Sure, the DOJ claims the President is unrestrained by any check on his authority only in those cases involving protecting the nation - as he interprets it. How many times have he and his officials described any criticism of or disagreement with anything they say as giving "aid and comfort" to the enemy? Note the portentous phrasing; they are describing the constitutional standard for treason. Dissent from the Bush camp equals treason; and the president alone can determine what constitutes a national security issue that then he alone has the power to combat, resorting to any means. The entire democratic ideal of political disagreement and compromise vanishes in the Bush substitute for law.

The Bush administration's arguments for constitutional power are from a different planet, an alternate universe, from the Constitution of the United States. They can't once refer to the Constitution without simply ascribing its purpose as maximizing the president's powers for the purpose of "protecting the country", when neither the Constitution itself nor any random page flipped to from the entirety of the constitutional convention debates and the Federalist Papers could make any plainer that the overwhelming purpose of the Consitution is to prevent the government from accruing too much power. It's a perverse testament to the mass ignorance of the media that it has so often treated this as a close call with reasonable arguments going both ways.

No mere legislation is going to make a dent on the steamroller bearing down on our democracy. Only censure, or withholding executive branch funding, or an impeachment inquiry, can make a difference; and whatever the format, must be backed by a public outcry clear enough to give our administration convictions of a new, more modest ideal of its own power.

### GIVEN RECORDS
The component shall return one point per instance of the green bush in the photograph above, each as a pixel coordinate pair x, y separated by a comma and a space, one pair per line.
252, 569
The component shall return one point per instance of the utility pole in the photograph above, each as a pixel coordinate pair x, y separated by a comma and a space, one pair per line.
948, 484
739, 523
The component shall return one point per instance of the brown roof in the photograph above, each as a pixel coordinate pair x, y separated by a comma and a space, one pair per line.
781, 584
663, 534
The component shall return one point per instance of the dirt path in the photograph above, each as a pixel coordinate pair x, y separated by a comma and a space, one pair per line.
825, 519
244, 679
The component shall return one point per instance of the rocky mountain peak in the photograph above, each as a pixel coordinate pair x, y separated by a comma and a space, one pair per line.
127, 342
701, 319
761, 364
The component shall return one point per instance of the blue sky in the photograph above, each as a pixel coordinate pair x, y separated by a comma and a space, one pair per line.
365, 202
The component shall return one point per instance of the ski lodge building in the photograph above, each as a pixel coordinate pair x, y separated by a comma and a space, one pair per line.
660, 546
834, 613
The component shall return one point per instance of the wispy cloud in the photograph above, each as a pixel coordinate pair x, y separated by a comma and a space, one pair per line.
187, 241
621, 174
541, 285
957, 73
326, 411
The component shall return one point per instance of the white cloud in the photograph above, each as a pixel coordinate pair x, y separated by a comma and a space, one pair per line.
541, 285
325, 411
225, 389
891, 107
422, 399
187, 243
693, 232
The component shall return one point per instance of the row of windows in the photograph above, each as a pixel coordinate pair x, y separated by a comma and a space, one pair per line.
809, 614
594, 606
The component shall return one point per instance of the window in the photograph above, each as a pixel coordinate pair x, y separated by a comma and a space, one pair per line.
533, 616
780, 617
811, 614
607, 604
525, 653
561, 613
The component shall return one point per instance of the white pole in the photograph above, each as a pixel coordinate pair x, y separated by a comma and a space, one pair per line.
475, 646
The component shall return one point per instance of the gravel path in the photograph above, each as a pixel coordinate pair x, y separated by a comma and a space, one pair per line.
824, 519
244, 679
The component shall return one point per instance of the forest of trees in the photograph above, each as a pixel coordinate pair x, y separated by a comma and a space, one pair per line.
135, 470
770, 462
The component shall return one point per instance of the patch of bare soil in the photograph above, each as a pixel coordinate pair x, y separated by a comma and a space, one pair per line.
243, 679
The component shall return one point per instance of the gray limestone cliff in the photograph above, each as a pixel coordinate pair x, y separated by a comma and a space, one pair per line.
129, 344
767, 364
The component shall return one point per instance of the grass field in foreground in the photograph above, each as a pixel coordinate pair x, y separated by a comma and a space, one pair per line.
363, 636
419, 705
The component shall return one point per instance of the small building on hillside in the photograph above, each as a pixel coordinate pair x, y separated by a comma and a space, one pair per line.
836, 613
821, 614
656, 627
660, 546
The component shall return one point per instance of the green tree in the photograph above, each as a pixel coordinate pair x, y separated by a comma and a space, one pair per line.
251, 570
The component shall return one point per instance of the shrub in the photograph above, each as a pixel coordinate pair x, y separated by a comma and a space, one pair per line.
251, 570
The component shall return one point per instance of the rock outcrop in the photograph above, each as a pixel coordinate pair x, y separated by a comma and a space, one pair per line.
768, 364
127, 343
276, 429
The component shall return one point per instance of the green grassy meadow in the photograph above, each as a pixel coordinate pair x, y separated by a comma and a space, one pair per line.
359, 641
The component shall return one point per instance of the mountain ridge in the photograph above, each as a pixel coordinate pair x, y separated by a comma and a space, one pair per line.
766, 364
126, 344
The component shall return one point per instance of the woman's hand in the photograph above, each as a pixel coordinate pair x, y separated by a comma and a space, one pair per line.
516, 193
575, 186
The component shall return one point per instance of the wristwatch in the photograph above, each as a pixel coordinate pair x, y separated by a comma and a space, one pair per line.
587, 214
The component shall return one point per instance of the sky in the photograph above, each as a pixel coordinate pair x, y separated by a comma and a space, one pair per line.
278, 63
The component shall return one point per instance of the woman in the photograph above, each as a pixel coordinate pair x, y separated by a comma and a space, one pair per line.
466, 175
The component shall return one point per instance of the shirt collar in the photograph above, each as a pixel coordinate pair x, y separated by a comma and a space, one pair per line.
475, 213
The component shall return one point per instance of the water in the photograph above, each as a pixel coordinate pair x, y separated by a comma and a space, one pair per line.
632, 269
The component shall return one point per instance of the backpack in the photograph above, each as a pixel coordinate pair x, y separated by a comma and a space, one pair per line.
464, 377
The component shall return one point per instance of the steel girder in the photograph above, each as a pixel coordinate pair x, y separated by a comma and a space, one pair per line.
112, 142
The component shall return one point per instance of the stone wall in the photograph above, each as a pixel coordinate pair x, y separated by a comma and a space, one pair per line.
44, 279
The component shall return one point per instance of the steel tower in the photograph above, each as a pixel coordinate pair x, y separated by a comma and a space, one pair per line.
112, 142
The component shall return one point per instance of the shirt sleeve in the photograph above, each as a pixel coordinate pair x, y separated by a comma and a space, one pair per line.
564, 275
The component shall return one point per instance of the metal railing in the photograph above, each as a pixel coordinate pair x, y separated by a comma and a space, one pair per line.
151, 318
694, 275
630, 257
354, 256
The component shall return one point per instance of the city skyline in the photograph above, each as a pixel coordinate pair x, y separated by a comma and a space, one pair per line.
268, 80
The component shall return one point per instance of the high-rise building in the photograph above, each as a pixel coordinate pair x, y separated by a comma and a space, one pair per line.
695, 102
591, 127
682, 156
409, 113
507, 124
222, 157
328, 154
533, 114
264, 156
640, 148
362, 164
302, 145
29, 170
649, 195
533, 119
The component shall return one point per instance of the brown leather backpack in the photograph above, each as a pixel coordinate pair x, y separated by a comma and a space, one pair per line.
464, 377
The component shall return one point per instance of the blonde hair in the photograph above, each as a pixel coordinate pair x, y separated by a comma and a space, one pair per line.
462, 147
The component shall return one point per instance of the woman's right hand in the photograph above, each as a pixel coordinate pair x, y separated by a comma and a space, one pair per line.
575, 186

### WHAT THIS TASK INVOLVES
Which three actions does the text on presidential power say can make a difference? The lines were taken from a different source than the text.

### RESPONSE
Censure, withholding executive branch funding, or an impeachment inquiry.